**Records for the exercise:**
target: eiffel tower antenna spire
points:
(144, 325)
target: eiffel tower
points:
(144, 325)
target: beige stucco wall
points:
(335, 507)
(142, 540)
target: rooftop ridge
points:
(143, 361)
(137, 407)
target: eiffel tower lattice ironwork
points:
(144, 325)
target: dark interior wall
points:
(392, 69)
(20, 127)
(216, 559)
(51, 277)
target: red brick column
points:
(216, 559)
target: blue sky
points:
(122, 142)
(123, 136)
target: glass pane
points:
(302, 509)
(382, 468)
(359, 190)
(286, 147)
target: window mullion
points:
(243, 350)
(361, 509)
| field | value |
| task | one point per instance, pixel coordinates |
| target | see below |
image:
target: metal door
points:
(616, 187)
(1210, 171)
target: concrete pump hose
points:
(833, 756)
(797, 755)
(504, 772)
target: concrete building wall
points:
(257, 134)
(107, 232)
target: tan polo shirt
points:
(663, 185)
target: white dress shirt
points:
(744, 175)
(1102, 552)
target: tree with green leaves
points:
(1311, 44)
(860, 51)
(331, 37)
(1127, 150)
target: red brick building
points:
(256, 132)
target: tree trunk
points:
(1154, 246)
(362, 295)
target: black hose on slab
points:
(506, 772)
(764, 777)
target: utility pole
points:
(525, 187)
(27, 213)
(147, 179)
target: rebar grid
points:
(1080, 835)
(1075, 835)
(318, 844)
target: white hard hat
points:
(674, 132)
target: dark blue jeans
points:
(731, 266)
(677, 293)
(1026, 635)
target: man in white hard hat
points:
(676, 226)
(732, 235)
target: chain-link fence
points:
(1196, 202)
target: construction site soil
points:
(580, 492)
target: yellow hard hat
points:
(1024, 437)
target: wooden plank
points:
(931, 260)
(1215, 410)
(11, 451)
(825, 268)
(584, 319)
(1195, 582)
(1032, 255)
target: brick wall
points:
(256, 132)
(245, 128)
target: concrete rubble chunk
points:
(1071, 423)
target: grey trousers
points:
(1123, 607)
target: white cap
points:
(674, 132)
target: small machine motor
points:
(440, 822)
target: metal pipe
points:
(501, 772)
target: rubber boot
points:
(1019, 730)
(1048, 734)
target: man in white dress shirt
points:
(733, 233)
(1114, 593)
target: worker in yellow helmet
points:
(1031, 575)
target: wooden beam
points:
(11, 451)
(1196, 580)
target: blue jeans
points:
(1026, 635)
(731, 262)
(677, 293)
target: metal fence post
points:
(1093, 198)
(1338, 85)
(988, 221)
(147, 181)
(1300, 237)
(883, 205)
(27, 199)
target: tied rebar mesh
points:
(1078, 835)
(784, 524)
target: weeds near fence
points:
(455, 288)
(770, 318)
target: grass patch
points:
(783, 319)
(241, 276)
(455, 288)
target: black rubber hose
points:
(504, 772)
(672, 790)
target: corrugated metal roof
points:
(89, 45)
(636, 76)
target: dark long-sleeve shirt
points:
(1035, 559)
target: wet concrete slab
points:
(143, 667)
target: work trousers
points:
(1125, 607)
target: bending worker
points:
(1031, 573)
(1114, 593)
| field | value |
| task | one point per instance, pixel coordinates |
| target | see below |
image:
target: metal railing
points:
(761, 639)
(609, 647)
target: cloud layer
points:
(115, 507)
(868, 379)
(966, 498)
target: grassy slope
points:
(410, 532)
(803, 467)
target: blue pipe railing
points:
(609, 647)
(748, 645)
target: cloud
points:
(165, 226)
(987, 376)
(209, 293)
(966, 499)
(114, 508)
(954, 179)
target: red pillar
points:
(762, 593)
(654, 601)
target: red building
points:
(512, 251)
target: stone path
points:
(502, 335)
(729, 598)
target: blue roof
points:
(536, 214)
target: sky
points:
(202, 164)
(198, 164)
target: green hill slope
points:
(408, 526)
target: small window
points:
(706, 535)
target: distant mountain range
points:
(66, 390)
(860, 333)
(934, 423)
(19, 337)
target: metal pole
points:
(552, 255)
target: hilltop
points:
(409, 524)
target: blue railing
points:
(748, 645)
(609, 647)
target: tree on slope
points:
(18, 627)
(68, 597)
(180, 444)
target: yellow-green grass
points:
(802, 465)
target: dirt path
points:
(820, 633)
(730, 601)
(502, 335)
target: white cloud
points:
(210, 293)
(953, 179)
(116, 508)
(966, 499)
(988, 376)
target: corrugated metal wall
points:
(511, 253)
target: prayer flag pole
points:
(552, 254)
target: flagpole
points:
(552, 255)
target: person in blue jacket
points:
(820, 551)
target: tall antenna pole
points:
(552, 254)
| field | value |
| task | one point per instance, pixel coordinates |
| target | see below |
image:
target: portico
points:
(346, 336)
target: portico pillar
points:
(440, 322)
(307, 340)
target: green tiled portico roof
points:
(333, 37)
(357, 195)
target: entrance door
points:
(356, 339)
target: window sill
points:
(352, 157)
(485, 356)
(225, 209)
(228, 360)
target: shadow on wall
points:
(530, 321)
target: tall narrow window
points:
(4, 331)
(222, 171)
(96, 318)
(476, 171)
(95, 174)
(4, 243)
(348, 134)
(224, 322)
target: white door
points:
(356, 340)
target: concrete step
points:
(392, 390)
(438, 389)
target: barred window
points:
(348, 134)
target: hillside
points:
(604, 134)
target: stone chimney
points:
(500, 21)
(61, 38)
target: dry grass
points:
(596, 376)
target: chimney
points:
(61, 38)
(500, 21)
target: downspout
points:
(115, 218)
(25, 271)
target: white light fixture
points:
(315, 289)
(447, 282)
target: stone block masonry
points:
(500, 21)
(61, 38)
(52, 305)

**Exercise prompt:** Quote all the records exactly, please, leaving none out.

**Completed task:**
target: eiffel tower antenna spire
points:
(144, 325)
target: eiffel tower
points:
(144, 325)
target: beige stucco wall
points:
(335, 507)
(142, 540)
target: rooftop ridge
points:
(143, 361)
(137, 407)
target: eiffel tower lattice ironwork
points:
(144, 325)
target: dark interior wall
points:
(392, 69)
(20, 127)
(216, 559)
(51, 277)
target: red brick column
points:
(216, 559)
target: blue sky
points:
(122, 142)
(123, 136)
target: glass pane
points:
(302, 509)
(382, 468)
(359, 190)
(286, 147)
target: window mullion
points:
(243, 350)
(361, 509)
| field | value |
| task | one point per instance, pixel coordinates |
| target | see below |
image:
target: metal door
points:
(616, 187)
(1210, 171)
target: concrete pump hose
points:
(833, 756)
(797, 755)
(504, 772)
target: concrete building wall
points:
(257, 134)
(107, 232)
target: tan polo shirt
points:
(663, 185)
target: white dress shirt
points:
(744, 175)
(1102, 552)
target: tree with green leaves
points:
(1311, 44)
(860, 51)
(331, 37)
(1127, 150)
target: red brick building
points:
(256, 132)
target: tree trunk
points:
(1154, 246)
(362, 295)
target: black hose on slab
points:
(506, 772)
(764, 777)
target: utility pole
points:
(525, 187)
(27, 213)
(147, 179)
target: rebar grid
points:
(1080, 835)
(1075, 835)
(318, 844)
target: white hard hat
points:
(674, 132)
target: dark blue jeans
points:
(731, 266)
(677, 293)
(1026, 635)
target: man in white hard hat
points:
(676, 226)
(732, 235)
target: chain-link fence
points:
(1196, 202)
target: construction site soil
points:
(580, 492)
target: yellow hard hat
points:
(1024, 437)
target: wooden plank
points:
(931, 260)
(1215, 410)
(11, 451)
(825, 268)
(584, 319)
(1195, 582)
(1032, 255)
target: brick wall
points:
(256, 132)
(245, 128)
target: concrete rubble chunk
points:
(1071, 423)
target: grey trousers
points:
(1123, 607)
target: white cap
points:
(674, 132)
target: small machine motor
points:
(440, 822)
target: metal pipe
points:
(501, 772)
target: rubber boot
points:
(1019, 730)
(1048, 734)
target: man in white dress shirt
points:
(733, 233)
(1114, 593)
target: worker in yellow helmet
points:
(1031, 575)
target: wooden beam
points:
(11, 451)
(1196, 580)
target: blue jeans
points:
(1026, 635)
(731, 262)
(677, 293)
target: metal fence post
points:
(1093, 198)
(1338, 85)
(988, 221)
(147, 181)
(1300, 237)
(883, 205)
(27, 199)
target: tied rebar mesh
points:
(1078, 835)
(784, 524)
target: weeds near fence
points:
(455, 288)
(770, 318)
target: grass patch
points:
(783, 319)
(241, 276)
(455, 288)
target: black rubber hose
points:
(504, 772)
(672, 790)
target: corrugated metal roof
points:
(89, 45)
(636, 76)
target: dark long-sleeve shirt
points:
(1035, 559)
target: wet concrete slab
points:
(143, 667)
target: work trousers
points:
(1125, 607)
target: bending worker
points:
(1031, 573)
(1114, 593)
| field | value |
| task | one point per instance, pixel coordinates |
| target | see below |
image:
target: metal railing
points:
(761, 639)
(609, 647)
target: cloud layer
points:
(115, 507)
(868, 379)
(966, 498)
target: grassy slope
points:
(410, 532)
(803, 467)
target: blue pipe railing
points:
(609, 647)
(748, 645)
target: cloud
points:
(165, 226)
(987, 376)
(209, 293)
(966, 499)
(114, 508)
(954, 179)
target: red pillar
points:
(762, 593)
(654, 601)
target: red building
points:
(512, 251)
target: stone path
points:
(502, 335)
(729, 598)
target: blue roof
points:
(536, 214)
target: sky
points:
(202, 164)
(198, 164)
target: green hill slope
points:
(408, 526)
target: small window
points:
(706, 535)
target: distant mountain range
points:
(66, 390)
(860, 333)
(934, 423)
(19, 337)
target: metal pole
points:
(552, 255)
target: hilltop
points:
(409, 524)
target: blue railing
points:
(748, 645)
(609, 647)
target: tree on slope
points:
(18, 627)
(68, 597)
(180, 444)
target: yellow-green grass
points:
(802, 465)
target: dirt path
points:
(820, 633)
(730, 601)
(502, 335)
target: white cloud
points:
(210, 293)
(953, 179)
(116, 508)
(966, 499)
(988, 376)
target: corrugated metal wall
points:
(511, 253)
target: prayer flag pole
points:
(552, 254)
target: flagpole
points:
(552, 255)
target: person in blue jacket
points:
(820, 551)
target: tall antenna pole
points:
(552, 254)
| field | value |
| task | one point per instance, pixel coordinates |
| target | see below |
image:
target: portico
points:
(346, 336)
target: portico pillar
points:
(440, 322)
(307, 340)
target: green tiled portico roof
points:
(333, 37)
(357, 195)
target: entrance door
points:
(356, 339)
target: window sill
points:
(352, 157)
(485, 356)
(225, 209)
(228, 360)
target: shadow on wall
points:
(530, 321)
target: tall narrow window
points:
(4, 331)
(222, 171)
(96, 318)
(476, 171)
(95, 174)
(4, 243)
(348, 134)
(224, 322)
target: white door
points:
(356, 340)
target: concrete step
points:
(392, 390)
(438, 389)
target: barred window
points:
(348, 134)
target: hillside
points:
(604, 134)
target: stone chimney
points:
(500, 21)
(61, 38)
target: dry grass
points:
(596, 376)
target: chimney
points:
(61, 38)
(500, 21)
target: downspout
points:
(115, 218)
(25, 271)
target: white light fixture
points:
(315, 289)
(447, 282)
target: stone block masonry
points:
(500, 21)
(61, 38)
(52, 305)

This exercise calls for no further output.